═════ Data for this exercise ═════
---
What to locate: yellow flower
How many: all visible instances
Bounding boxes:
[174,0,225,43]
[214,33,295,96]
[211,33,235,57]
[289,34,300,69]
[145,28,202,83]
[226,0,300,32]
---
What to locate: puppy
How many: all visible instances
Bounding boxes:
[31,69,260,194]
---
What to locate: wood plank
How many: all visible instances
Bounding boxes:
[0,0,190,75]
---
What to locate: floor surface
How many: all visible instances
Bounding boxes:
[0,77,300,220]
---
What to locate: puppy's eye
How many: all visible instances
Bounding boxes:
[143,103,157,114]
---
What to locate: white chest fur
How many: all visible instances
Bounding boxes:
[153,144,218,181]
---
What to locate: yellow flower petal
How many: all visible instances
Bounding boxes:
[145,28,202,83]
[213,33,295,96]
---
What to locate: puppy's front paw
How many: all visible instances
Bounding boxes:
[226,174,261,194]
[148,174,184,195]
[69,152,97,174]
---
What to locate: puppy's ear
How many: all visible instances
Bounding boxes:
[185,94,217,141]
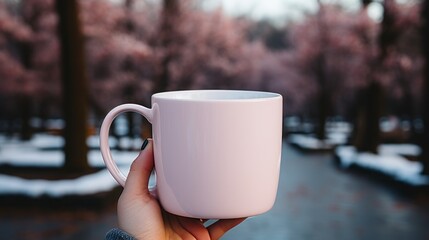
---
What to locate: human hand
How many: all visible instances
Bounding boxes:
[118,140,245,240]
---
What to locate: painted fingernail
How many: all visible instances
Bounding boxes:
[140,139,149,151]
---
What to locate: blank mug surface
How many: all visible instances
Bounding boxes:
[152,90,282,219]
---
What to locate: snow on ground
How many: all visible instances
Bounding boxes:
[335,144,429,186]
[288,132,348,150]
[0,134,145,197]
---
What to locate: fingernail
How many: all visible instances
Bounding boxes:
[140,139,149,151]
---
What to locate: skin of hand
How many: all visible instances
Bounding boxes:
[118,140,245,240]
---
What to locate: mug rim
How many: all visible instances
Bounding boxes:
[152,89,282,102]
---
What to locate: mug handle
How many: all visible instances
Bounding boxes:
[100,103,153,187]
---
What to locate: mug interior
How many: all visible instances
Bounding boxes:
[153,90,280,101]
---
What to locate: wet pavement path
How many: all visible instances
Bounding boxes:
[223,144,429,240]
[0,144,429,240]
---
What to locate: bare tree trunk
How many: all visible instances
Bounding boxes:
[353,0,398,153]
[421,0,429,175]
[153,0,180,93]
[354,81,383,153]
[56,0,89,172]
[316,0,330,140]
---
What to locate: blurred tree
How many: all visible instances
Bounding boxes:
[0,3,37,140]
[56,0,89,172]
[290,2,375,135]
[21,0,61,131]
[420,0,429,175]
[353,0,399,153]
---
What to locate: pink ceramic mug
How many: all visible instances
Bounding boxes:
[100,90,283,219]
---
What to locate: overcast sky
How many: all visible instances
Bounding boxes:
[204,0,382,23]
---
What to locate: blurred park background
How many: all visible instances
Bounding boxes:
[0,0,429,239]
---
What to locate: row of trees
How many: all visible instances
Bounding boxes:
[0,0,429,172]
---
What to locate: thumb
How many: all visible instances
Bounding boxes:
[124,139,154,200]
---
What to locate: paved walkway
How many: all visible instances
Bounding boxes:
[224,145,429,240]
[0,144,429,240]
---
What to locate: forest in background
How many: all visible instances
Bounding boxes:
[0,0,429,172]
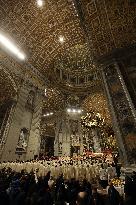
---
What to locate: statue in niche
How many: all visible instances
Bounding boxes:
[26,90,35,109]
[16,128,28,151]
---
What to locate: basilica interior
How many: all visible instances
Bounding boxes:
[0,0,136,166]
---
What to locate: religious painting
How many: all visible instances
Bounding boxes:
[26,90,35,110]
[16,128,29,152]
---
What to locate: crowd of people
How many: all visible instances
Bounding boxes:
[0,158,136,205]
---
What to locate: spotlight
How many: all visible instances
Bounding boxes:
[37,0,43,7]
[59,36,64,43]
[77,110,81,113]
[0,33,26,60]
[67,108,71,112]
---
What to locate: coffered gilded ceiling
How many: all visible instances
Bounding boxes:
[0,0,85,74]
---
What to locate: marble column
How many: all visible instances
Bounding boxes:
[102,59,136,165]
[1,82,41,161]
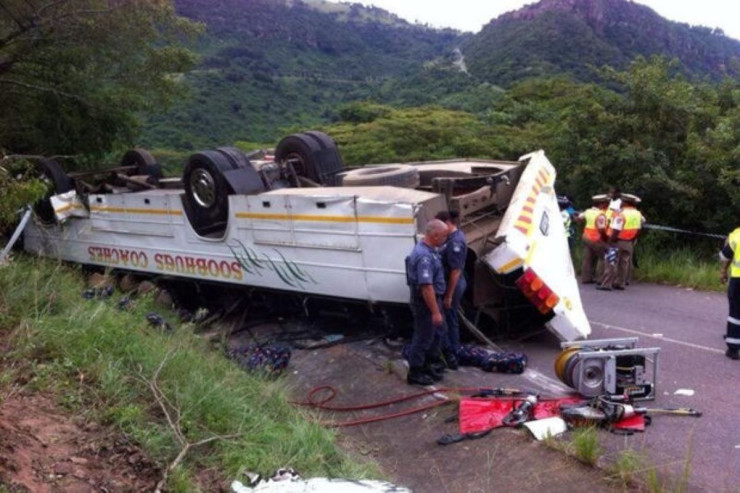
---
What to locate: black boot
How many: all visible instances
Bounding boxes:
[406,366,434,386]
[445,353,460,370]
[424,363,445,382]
═════
Gather each of the lines above that contains the word "puppy" and copy those lines out in full.

Exercise result
What to locate: puppy
What to locate: puppy's eye
What to locate: puppy's front paw
What to locate: puppy's ear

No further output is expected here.